→ **What you are asked to do**: Print every item below word for word, keeping their order.

[START]

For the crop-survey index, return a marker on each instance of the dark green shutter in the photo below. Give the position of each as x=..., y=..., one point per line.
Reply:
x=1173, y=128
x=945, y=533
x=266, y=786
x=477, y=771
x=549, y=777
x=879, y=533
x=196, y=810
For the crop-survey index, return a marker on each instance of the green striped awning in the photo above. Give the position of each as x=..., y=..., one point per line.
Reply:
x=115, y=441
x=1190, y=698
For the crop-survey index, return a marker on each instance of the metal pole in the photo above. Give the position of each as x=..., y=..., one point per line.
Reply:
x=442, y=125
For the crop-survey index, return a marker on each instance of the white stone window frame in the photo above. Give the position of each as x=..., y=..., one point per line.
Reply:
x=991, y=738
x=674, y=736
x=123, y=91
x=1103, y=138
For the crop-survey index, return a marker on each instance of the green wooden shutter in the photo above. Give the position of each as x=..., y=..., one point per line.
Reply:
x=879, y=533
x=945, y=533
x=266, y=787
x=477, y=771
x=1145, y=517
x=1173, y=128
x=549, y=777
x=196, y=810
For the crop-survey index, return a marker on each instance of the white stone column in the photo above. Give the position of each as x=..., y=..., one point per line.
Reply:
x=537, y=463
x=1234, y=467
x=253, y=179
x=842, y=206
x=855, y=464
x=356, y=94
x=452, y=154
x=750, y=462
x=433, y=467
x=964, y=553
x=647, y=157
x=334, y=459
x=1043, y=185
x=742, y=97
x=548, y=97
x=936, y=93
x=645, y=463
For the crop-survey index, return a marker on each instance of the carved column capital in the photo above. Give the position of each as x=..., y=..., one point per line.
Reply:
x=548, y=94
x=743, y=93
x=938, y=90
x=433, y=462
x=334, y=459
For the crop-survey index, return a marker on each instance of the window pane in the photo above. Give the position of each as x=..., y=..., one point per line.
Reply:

[END]

→ **Answer to this task**:
For the crop-survey index, return a marker on each instance of the dark green shutter in the photo below. Give the position of each as x=..., y=..., one point per line.
Reply:
x=1173, y=128
x=945, y=533
x=266, y=786
x=477, y=771
x=549, y=777
x=879, y=533
x=196, y=810
For the crop-survey index, return a marker on each instance of the green striped awning in the photo above. Give the position of each as x=..., y=..., one point per line.
Reply:
x=115, y=441
x=1190, y=698
For the crop-survey index, return a marker on each instance of the metal pole in the photo above. Give the position of each as x=..., y=..., one point per line.
Reply:
x=442, y=125
For the crop-survey index, return a marker on each instance of the white stone window frame in the photo above. Give the position of each as x=..., y=..., one point per line.
Reply:
x=991, y=738
x=674, y=736
x=123, y=91
x=1103, y=138
For the crop-survey index, return a marker on each instance of the green wooden shutter in the photo above. Give the position of each as x=..., y=..., one point per line.
Reply:
x=879, y=533
x=945, y=533
x=266, y=787
x=477, y=771
x=1145, y=517
x=1173, y=128
x=549, y=777
x=196, y=810
For the crop-survey index, return a marker on each instance of the white stone column in the photo above. Give the position of each as x=..., y=..., one point per line.
Reply:
x=537, y=463
x=1234, y=467
x=253, y=179
x=842, y=206
x=855, y=464
x=356, y=94
x=452, y=154
x=750, y=462
x=433, y=467
x=964, y=553
x=647, y=157
x=334, y=459
x=1043, y=185
x=742, y=97
x=548, y=97
x=936, y=93
x=645, y=463
For the crop-survey index, return a marker on each instance of the carved column capital in the photo above. Give the position of each as x=..., y=..., one point per line.
Reply:
x=548, y=94
x=743, y=93
x=938, y=90
x=433, y=462
x=334, y=459
For the crop-survey index, return a marker on each instance of the window pane in the photo above. Give the position of each as x=..., y=..., one point per line.
Reply:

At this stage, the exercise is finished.